Giter VIP home page Giter VIP logo

Comments (28)

vtrajan1962 avatar vtrajan1962 commented on September 1, 2024 4

In our case, serverless container app jobs were neither writing logs nor working but execution summary shows running state. Ran for many hours with no progress.
However, when I changed the queue name event is tied to and started the job manually, everything worked fine. This is a major hurdle at this point

Hope this gets patched over weekend as all our environments face this issue.

from azure-container-apps.

robrennie avatar robrennie commented on September 1, 2024 2

@ruvintri yes we do. The container is in fact running just fine - it interacts with Azure storage for example to store its results and we see that as expected. Just nothing in the Console logs since 6/12/2024. Very weird.

It seems almost like when you trigger them manually, there's some sort of context set that is not set when triggered by a queue.

from azure-container-apps.

shirashka avatar shirashka commented on September 1, 2024 2

Having the same issue. Deployed a simple container app job this morning and only the manually-triggered jobs show stdout or stderr logs.

My job doesn't (yet) contain logic. It has a few simple Python print() statements for testing purposes. It's triggering as expected based on the KEDA scaling rule for a Service Bus queue. It runs in the expected amount of time, but the output can't be found anywhere for the auto-triggered jobs.

**To be done**
**A)** Answer these questions about the forum thread on container app job logs:
(i) Since what date has the container that stores its results in Azure storage shown nothing in the Console logs?
(ii) What did the first commenter change before starting the job manually?
(iii) What triggers the job that has a few Python print() statements?
**B)** Summarize the forum thread on container app job logs in two sentences.

(Items from a data source)
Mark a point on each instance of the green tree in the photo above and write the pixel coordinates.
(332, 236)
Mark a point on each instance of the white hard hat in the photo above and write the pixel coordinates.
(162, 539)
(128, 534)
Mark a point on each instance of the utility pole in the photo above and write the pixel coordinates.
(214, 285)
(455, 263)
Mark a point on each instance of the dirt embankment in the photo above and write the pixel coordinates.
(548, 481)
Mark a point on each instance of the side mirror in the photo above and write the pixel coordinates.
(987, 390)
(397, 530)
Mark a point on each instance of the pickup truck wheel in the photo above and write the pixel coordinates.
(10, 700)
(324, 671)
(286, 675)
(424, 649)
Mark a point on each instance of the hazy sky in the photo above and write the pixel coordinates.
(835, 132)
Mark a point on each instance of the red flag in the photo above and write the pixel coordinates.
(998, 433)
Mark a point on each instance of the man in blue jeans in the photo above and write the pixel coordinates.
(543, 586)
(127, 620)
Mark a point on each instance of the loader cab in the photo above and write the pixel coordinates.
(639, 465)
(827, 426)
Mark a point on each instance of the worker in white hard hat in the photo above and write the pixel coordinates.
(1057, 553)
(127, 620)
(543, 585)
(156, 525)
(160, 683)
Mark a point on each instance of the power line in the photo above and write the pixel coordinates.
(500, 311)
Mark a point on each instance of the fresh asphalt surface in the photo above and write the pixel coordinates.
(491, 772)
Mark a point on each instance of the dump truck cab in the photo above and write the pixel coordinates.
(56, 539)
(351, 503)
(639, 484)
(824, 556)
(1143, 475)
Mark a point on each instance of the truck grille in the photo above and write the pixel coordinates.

**Task-by-task outputs**
**A)**
(i) 6/12/2024
(ii) The queue name the event is tied to
(iii) The KEDA scaling rule for a Service Bus queue

**B)** Commenters report that container app jobs triggered by a queue produce no console logs, while manually triggered jobs show stdout or stderr output. In one case the jobs showed a running state for many hours with no progress, while in others the jobs ran and stored results as expected but their output could not be found.